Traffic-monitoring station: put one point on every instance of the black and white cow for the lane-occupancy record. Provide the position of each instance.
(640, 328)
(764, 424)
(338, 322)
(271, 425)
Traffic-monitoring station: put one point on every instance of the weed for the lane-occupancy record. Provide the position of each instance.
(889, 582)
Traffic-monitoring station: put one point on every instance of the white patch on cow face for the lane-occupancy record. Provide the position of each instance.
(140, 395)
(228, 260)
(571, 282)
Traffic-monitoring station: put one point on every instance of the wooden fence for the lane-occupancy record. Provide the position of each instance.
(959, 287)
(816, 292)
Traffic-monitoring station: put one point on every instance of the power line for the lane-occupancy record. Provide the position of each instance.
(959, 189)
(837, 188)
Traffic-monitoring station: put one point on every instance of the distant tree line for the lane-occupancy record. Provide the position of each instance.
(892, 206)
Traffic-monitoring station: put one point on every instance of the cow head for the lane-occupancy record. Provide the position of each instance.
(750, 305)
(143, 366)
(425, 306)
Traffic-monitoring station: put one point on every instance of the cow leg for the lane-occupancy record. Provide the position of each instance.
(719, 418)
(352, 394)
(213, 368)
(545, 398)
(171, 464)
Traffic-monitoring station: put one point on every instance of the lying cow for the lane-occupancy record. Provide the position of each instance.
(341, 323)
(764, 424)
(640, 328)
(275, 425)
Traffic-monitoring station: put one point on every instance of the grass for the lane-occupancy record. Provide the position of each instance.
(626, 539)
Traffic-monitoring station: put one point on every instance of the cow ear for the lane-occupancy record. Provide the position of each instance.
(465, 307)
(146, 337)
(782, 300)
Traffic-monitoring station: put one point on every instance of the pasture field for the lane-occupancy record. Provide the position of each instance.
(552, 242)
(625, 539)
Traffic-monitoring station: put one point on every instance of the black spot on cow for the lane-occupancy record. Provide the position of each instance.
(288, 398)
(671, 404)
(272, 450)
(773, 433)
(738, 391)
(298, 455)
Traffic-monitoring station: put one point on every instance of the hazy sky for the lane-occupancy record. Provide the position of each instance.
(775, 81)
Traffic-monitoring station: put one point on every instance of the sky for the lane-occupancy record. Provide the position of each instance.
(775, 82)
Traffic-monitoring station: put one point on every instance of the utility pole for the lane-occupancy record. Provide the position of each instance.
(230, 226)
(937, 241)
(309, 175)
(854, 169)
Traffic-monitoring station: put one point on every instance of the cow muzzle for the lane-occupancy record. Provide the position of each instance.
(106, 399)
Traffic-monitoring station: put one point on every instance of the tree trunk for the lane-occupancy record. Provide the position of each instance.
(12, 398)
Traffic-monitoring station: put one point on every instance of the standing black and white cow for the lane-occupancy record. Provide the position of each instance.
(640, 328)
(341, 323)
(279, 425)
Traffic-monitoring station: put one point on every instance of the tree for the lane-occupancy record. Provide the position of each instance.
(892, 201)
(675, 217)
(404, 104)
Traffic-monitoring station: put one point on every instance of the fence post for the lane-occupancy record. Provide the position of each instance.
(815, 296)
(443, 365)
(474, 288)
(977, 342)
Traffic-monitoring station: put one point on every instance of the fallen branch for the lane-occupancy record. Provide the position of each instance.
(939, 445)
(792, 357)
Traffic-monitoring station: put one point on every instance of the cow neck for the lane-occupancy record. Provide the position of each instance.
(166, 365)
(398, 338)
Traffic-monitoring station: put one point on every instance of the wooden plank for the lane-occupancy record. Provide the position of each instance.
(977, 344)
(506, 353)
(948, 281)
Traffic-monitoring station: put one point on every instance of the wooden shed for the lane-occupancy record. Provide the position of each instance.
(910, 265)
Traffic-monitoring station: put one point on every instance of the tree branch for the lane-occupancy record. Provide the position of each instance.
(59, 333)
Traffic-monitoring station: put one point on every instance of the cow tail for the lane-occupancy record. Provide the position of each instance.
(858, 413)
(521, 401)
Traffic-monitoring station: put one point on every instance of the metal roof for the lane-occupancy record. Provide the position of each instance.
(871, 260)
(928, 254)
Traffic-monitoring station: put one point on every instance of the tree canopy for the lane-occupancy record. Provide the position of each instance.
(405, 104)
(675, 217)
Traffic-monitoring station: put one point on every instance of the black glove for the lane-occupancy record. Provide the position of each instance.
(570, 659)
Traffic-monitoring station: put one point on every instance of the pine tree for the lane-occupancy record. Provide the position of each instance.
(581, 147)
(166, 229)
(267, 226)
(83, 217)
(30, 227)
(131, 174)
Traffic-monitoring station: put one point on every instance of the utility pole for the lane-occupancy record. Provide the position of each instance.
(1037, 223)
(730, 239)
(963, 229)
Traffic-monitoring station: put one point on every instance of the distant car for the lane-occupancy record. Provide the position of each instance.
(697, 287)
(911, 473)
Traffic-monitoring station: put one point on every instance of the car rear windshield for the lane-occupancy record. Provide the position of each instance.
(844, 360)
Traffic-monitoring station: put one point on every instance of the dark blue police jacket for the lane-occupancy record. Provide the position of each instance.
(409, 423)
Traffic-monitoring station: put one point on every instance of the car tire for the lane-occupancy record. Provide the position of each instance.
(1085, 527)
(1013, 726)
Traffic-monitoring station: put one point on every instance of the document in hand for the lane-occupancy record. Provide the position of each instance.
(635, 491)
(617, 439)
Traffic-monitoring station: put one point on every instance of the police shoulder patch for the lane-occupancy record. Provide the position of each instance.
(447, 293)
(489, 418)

- Problem description: Write the records above out again precisely.

- Reply:
Traffic-monitoring station: put one point on every instance of the black and white cow for the lane-occupancy record. Provide the position of each instance.
(640, 328)
(764, 424)
(338, 322)
(271, 425)
Traffic-monitoring station: put one point on every instance of the weed for the lane-occupancy record. Provide the position of each instance.
(889, 582)
Traffic-monitoring station: put one point on every instance of the white patch on cow face for the lane-occupancy record. Provide the position of each instance.
(140, 395)
(228, 260)
(571, 282)
Traffic-monitoring station: put one point on every instance of the wooden fence for the lane-occupancy record. Provide the position of each instance.
(959, 287)
(816, 292)
Traffic-monitoring station: put one point on every instance of the power line for the lane-occupancy record. Provide the position of each instance.
(959, 189)
(837, 188)
Traffic-monitoring station: put one point on every instance of the distant tree line for the lane-occupancy record. Provide the position of each instance.
(892, 206)
Traffic-monitoring station: put one point on every instance of the cow head for the lane-occupancy record. Provide the position of each instance.
(750, 305)
(143, 366)
(425, 306)
Traffic-monitoring station: put one point on every instance of the cow leg for the lane-occupancy record. Provide the position of each instance.
(719, 418)
(352, 394)
(213, 368)
(545, 398)
(171, 464)
Traffic-monitoring station: put one point on every instance of the lying cow for the lane-occupancy record. Provide the position of each instance.
(341, 323)
(764, 424)
(640, 328)
(275, 425)
Traffic-monitoring station: put one point on every instance of the grass for the lane-occupancy record. Provide the position of each instance.
(626, 539)
Traffic-monitoring station: put one point on every instance of the cow ear for the lane-occupancy record. Provide the position of each instance.
(465, 307)
(146, 337)
(782, 300)
Traffic-monitoring station: put one point on every instance of the pasture field for the lane-occupancy record. Provide the position of each instance.
(552, 242)
(625, 539)
Traffic-monitoring station: put one point on every instance of the black spot on cow for the lane-occupancy record. Provide the position of each instance.
(288, 398)
(671, 404)
(272, 450)
(773, 433)
(738, 391)
(298, 455)
Traffic-monitoring station: put one point on every instance of the hazy sky for the lane-occupancy record. Provide the position of each instance.
(775, 81)
Traffic-monitoring station: put one point on every instance of the sky for the lane-occupancy record. Provide the position of each instance.
(775, 82)
Traffic-monitoring station: put one point on every instance of the utility pole for the lane-occupancy record. Provide the position of each instance.
(230, 226)
(937, 241)
(309, 175)
(854, 169)
Traffic-monitoring station: put one point on every instance of the cow muzzle for the lane-occupancy record. Provide the position of each instance.
(106, 399)
Traffic-monitoring station: put one point on every instance of the tree trunk for the lane-occupancy record. Provide the position of each instance.
(12, 398)
Traffic-monitoring station: put one point on every instance of the standing black and white cow for the lane-occupancy record. Provide the position of each instance.
(640, 328)
(341, 323)
(279, 425)
Traffic-monitoring station: put one point on every instance of the tree for the lane-occupancy record. Provide the position of each instance.
(892, 201)
(675, 217)
(404, 104)
Traffic-monitoring station: put one point on every instance of the fence post for the lane-occupancy record. Provide the position of each instance.
(815, 296)
(443, 365)
(474, 288)
(977, 342)
Traffic-monitoring station: put one point on every instance of the fallen branch for the lane-occupancy record. Provide the position of each instance.
(939, 445)
(792, 357)
Traffic-monitoring station: put one point on every instance of the cow neck for the lane-occupancy record. Provide the position of each instance.
(166, 365)
(398, 338)
Traffic-monitoring station: put one point on every instance of the wooden plank for the lane-occupancy record. Provide the position of each instance.
(977, 344)
(506, 353)
(948, 281)
Traffic-monitoring station: put one point on every instance of the wooden shed for the lane-occupancy record. Provide the position of each instance.
(910, 265)
Traffic-monitoring station: put one point on every instance of the tree branch for the lane-occupancy record. Provide the position of each instance.
(59, 333)
Traffic-monitoring station: put one point on every instance of the cow tail for the lane-occupancy record. Provide the position of each instance.
(858, 413)
(521, 401)
Traffic-monitoring station: put one point on every instance of the metal roof for the lane-occupancy record. Provide the position of each instance.
(871, 260)
(928, 254)
Traffic-monitoring station: put one point on every instance of the tree canopy for the lane-occupancy record. Provide the position of each instance.
(405, 104)
(675, 217)
Traffic-monitoring station: put one point on every instance of the black glove for the lane-occupancy record. Provide the position of each instance.
(570, 659)
Traffic-monitoring station: put one point on every instance of the pine tree for the lane-occupancy record. Provide the position of each instance.
(581, 147)
(166, 229)
(267, 226)
(83, 217)
(30, 227)
(131, 174)
Traffic-monitoring station: put one point on every instance of the utility pole for the lane-occupancy record. Provide the position of each instance.
(1037, 223)
(730, 239)
(963, 229)
Traffic-monitoring station: put one point on every instance of the distant car for the lane-occupancy record. Provide the position of each instance.
(697, 287)
(911, 473)
Traffic-monitoring station: put one point on every instance of the car rear windshield for the lane-occupancy record. Provide the position of each instance.
(844, 360)
Traffic-monitoring station: put one point on every instance of the dark blue police jacket for the lane-occupancy record. Provide the position of each instance.
(409, 423)
Traffic-monitoring station: put one point on every instance of the car tire for the lane-occupancy record. Provide the position of each instance.
(1085, 527)
(1013, 726)
Traffic-monitoring station: put one point on every instance of the document in hand for the lane-occupancy record. Provide the position of each instance.
(635, 491)
(617, 439)
Traffic-monitoring station: put one point on every instance of the police shoulder patch for the lane-occupancy record. Provide the position of each instance.
(447, 293)
(489, 418)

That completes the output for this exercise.